The diameter of a binary tree is the length of the longest path between any two nodes in a tree. This path may or may not pass through the root.
The length of a path between two nodes is represented by the number of edges between them.
Example 1:
Input: root = [1,2,3,4,5] Output: 3 Explanation: 3 is the length of the path [4,2,1,3] or [5,2,1,3]. Example 2:
Input: root = [1,2] Output: 1
Constraints:
The number of nodes in the tree is in the range [1, 104]. -100 <= Node.val <= 100
左邊的最高高度與右邊的最高高度相加
時間複雜 O(n),
空間複雜: 最壞 O(n), 平衡樹 O(log(n))
- https://leetcode.com/problems/diameter-of-binary-tree/
- https://leetcode.cn/problems/diameter-of-binary-tree/
https://github.com/kimi0230/LeetcodeGolang/blob/master/Leetcode/0543.Diameter-of-Binary-Tree/main.go
package diameterofbinarytree
import "LeetcodeGolang/structures"
/**
* Definition for a binary tree node.
* type TreeNode struct {
* Val int
* Left *TreeNode
* Right *TreeNode
* }
*/
type TreeNode = structures.TreeNode
var maxDiameter int
// 時間複雜 O(n), 空間複雜: 最壞 O(n), 平衡樹 O(log(n))
func DiameterOfBinaryTree(root *TreeNode) int {
if root == nil {
return 0
}
maxDiameter = 0
maxDepth(root)
return maxDiameter
}
func maxDepth(node *TreeNode) int {
if node == nil {
return 0
}
left := maxDepth(node.Left)
right := maxDepth(node.Right)
maxDiameter = max(maxDiameter, left+right)
return max(left, right) + 1
}
func max(a, b int) int {
if a >= b {
return a
} else {
return b
}
}

CHALLENGE: Reproduce the part of the binary tree diameter text between "The diameter of" and "edges between them.", inclusive.

PROVIDED INFORMATION:
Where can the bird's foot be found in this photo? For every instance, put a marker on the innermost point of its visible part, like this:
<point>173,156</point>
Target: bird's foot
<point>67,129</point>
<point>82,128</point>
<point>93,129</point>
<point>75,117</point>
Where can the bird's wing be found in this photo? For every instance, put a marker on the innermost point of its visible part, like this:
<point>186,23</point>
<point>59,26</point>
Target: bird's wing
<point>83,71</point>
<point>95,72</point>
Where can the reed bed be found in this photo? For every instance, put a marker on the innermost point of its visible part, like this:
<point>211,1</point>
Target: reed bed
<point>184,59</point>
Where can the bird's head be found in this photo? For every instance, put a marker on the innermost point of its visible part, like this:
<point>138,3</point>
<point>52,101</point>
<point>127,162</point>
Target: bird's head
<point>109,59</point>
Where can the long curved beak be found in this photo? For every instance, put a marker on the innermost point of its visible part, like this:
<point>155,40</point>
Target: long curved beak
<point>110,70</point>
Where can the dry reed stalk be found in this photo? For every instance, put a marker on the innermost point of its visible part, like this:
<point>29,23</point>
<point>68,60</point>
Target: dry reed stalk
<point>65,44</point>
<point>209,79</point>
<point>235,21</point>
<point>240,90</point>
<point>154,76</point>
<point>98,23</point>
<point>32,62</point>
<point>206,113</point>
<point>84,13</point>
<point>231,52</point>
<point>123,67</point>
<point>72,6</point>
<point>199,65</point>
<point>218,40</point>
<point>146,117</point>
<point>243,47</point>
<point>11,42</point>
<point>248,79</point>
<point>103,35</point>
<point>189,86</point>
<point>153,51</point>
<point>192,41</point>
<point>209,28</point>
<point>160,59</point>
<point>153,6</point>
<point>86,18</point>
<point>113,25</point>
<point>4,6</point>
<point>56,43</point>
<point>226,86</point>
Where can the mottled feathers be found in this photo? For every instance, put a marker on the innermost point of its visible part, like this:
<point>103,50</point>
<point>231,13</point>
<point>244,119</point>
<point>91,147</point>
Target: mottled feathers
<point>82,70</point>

SOLUTION BELOW:
The diameter of a binary tree is the length of the longest path between any two nodes in a tree. This path may or may not pass through the root.
The length of a path between two nodes is represented by the number of edges between them.